TEXTE FOURNI »

---+---

Le low cost, c’est le cœur du capitalisme

Le lancement récent de Free mobile a été l’occasion de déclarations et de prises de positions assez étonnantes dans la presse. Deux affirmations ressortent: la première, c’est que le low-cost ce n’est pas de l’innovation, et la seconde que c’est socialement néfaste. Les deux sont des non-sens. Voyons pourquoi…
1er non-sens: le low-cost ce n’est pas de l’innovation
L’innovation est importante car c’est la source de la croissance à long terme, une observation faite par Joseph Schumpeter, économiste pionnier dans le domaine de l’innovation. S’appuyant sur les travaux de Schumpeter, le spécialiste de l’innovation Clayton Christensen distingue ce qu’il appelle l’innovation continue et l’innovation de rupture et affirme que chaque nouveau marché est le résultat d’une innovation de rupture. Les innovations qui permettent d’améliorer les produits existants le long d’une trajectoire de performance connue, sont dites continues. Les innovations de rupture, elles, introduisent de nouvelles dimensions qui ne sont pas présentes dans les produits existants. Elles correspondent à la création de nouvelles catégories de produits. Par exemple, les téléphones mobiles introduisent la mobilité à la capacité de parler à quelqu’un à distance. Les téléphones mobiles ne sont ainsi pas meilleurs en tous points que les téléphones fixes. De manière intéressante, Christensen fait remarquer que souvent, les innovations de rupture ne sont pas aussi performantes que les produits existants: Les premiers PC étaient beaucoup moins puissants que les mini-ordinateurs et n’étaient donc d’aucun intérêt pour les acheteurs traditionnels des ordinateurs, c’est-à-dire les grandes entreprises. Cependant, parce qu’ils étaient aussi beaucoup moins chers, ils intéressaient une catégorie entièrement nouvelle, les particuliers et les petites entreprises, qui jusqu’alors n’avait pas pu s’offrir des ordinateurs. Bien évidemment c’est très compliqué de faire quelque chose de pas cher. Lorsque Procter & Gamble décide en 1950 de créer une couche culotte jetable qui doit coûter 30% moins cher que les couches de l’époque, l’effort nécessite… 10 ans de R&D! Tout, y compris les méthodes de fabrication, doit être repensé pour tenir la contrainte de coût. De même, lorsqu’Unilever veut vendre sa lessive low-cost dans le Nord-Est du Brésil, l’intégralité de la chaîne de valeur est repensée, du produit à la distribution. Le low-cost, c’est de l’innovation. Le low-cost n’est possible que grâce à l’innovation, qu’elle soit technologique ou de processus.
2ème non-sens: le low-cost est socialement néfaste
L’observation de Christensen est fondamentale : nous avons tendance à opposer la création de nouveaux produits performants à des améliorations telles que la réduction des coûts. Seule la première est généralement considérée comme de l’innovation. Ce que nous dit Christensen, c’est que, en fait, l’introduction d’innovations de rupture et leur diffusion à une part toujours croissante de la population sont les deux faces d’une même pièce. Là réside la magie de l’innovation : en offrant un produit plus simple et moins cher, l’innovation de rupture permet aux “non-consommateurs”, jusqu’alors exclus du marché, de faire ce qu’ils n’avaient pas pu faire jusqu’alors.

---+---

CONSIGNES DE L'EXERCICE »
**A.** Résumez sous forme de liste le paragraphe du texte sur le low cost qui commence par « L'observation de Christensen est fondamentale », en gardant ses idées principales.
**B.** Recopiez mot pour mot le passage du texte sur le low cost qui commence par « 2ème non-sens: le » et se poursuit jusqu'à « pu faire jusqu’alors. ».
**C.** Poursuivez le texte sur le low cost et l'innovation à partir de l'endroit où il s'arrête.
Le listing constitue un matériau à part, indépendant du texte sur le low cost.

LISTING DE DONNÉES »

---+---

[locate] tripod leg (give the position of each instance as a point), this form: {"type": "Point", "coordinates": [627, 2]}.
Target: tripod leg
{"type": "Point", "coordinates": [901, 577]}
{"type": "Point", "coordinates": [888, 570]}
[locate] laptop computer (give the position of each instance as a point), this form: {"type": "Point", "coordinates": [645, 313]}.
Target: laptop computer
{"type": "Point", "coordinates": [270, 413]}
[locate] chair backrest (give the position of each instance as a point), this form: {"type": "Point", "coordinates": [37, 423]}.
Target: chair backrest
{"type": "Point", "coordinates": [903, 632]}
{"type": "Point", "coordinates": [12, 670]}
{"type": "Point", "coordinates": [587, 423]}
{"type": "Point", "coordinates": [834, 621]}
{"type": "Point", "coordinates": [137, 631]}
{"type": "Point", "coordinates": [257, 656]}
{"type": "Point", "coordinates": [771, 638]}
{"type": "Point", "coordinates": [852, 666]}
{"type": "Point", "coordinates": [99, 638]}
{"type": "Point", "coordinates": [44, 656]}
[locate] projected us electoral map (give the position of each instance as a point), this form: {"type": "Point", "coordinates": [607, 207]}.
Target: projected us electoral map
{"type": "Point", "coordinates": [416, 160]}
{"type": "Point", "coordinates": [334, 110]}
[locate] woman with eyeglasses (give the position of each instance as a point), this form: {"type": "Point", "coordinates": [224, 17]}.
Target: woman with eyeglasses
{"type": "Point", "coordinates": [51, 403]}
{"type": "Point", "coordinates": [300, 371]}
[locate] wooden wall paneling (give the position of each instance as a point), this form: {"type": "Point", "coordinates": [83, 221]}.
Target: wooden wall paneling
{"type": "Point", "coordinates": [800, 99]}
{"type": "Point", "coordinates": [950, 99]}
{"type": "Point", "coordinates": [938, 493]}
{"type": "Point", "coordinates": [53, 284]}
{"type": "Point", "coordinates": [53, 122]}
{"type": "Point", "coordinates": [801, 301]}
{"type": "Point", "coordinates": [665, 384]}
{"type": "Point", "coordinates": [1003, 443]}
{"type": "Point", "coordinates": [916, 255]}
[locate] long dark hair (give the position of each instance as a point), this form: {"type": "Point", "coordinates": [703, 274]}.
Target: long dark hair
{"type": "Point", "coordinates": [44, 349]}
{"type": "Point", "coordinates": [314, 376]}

---+---

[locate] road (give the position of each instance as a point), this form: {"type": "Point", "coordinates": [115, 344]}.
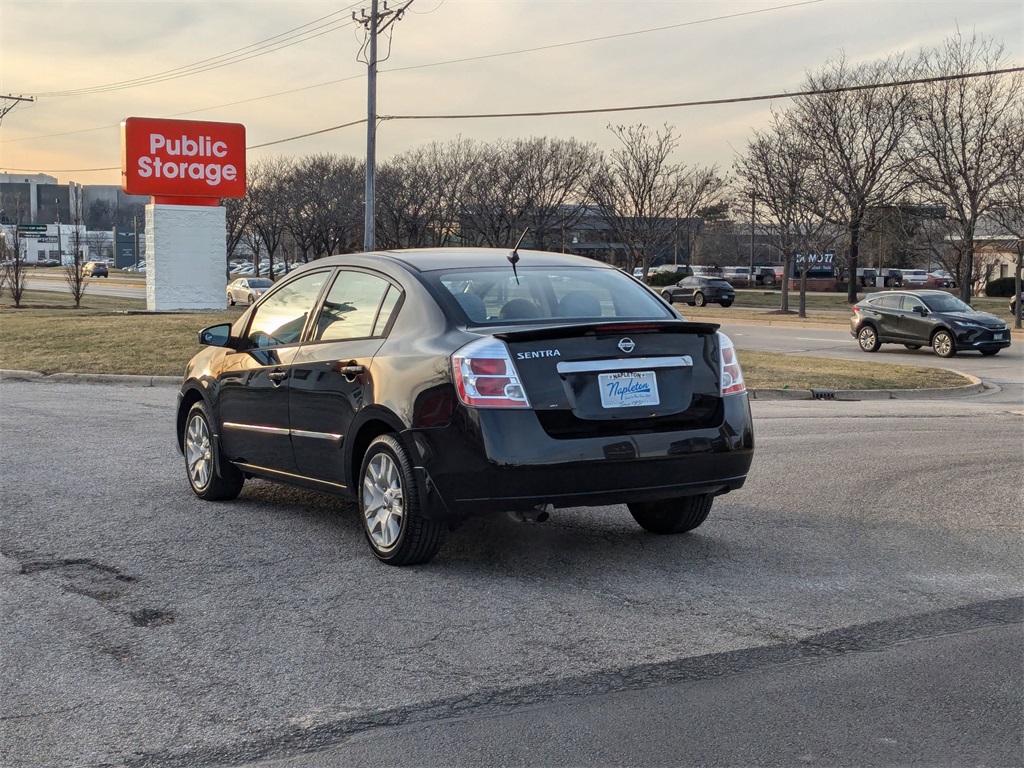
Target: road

---+---

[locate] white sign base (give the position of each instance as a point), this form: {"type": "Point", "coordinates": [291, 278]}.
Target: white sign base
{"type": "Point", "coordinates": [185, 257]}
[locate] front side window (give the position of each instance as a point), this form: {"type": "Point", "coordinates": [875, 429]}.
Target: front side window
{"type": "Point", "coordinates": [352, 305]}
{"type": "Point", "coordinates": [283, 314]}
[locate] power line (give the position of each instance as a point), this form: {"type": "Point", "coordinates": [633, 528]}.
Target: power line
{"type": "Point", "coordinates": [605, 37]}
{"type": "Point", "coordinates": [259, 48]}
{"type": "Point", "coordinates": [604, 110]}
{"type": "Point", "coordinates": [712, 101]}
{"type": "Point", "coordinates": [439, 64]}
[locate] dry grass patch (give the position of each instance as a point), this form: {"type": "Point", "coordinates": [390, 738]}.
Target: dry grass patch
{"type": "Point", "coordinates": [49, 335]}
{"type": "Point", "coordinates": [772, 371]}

---+---

RÉPONSES ATTENDUES »
**A.**
- On a tendance à opposer la création de nouveaux produits performants à des améliorations comme la réduction des coûts.
- En général, seule la création de produits est considérée comme de l'innovation.
- Pour Christensen, l'introduction d'innovations de rupture et leur diffusion à une part toujours croissante de la population sont les deux faces d'une même pièce.
- En offrant un produit plus simple et moins cher, l'innovation de rupture permet aux « non-consommateurs », jusque-là exclus du marché, de faire ce qu'ils n'avaient pas pu faire auparavant.

**B.**
2ème non-sens: le low-cost est socialement néfaste
L’observation de Christensen est fondamentale : nous avons tendance à opposer la création de nouveaux produits performants à des améliorations telles que la réduction des coûts. Seule la première est généralement considérée comme de l’innovation. Ce que nous dit Christensen, c’est que, en fait, l’introduction d’innovations de rupture et leur diffusion à une part toujours croissante de la population sont les deux faces d’une même pièce. Là réside la magie de l’innovation : en offrant un produit plus simple et moins cher, l’innovation de rupture permet aux “non-consommateurs”, jusqu’alors exclus du marché, de faire ce qu’ils n’avaient pas pu faire jusqu’alors.

**C.**
Dans son livre “Capitalisme, socialisme et démocratie”, Schumpeter explique ainsi que l’innovation n’est pas caractéristique du système capitaliste : d’autres civilisations ou systèmes politiques ont été très innovants dans certains domaines (pensez à la technologie spatiale dans l’ex-URSS ou à l’art militaire dans la Rome antique). La véritable caractéristique du système capitaliste est sa capacité inhérente à démocratiser l’innovation, en rendant l’innovation disponible aux masses. Schumpeter résume ainsi l’argument: “Le moteur capitaliste est d’abord et avant tout un moteur de production de masse, ce qui signifie inévitablement aussi production pour les masses. C’est le tissu bon marché, le tissu de coton et de rayonne pas cher, les bottes, les automobiles et ainsi de suite qui sont les réalisations typiques de la production capitaliste, et non pas en règle générale une amélioration qui signifierait beaucoup pour l’homme riche. La Reine Elizabeth possédait des bas en soie. La réalisation capitaliste ne consiste pas en général à fournir plus de bas de soie pour les reines, mais à mettre ceux-ci à la portée des ouvrières en contrepartie d’une diminution constante des quantités d’effort (…) le processus capitaliste, non par coïncidence, mais en raison de son mécanisme propre, accroît progressivement le niveau de vie des masses.”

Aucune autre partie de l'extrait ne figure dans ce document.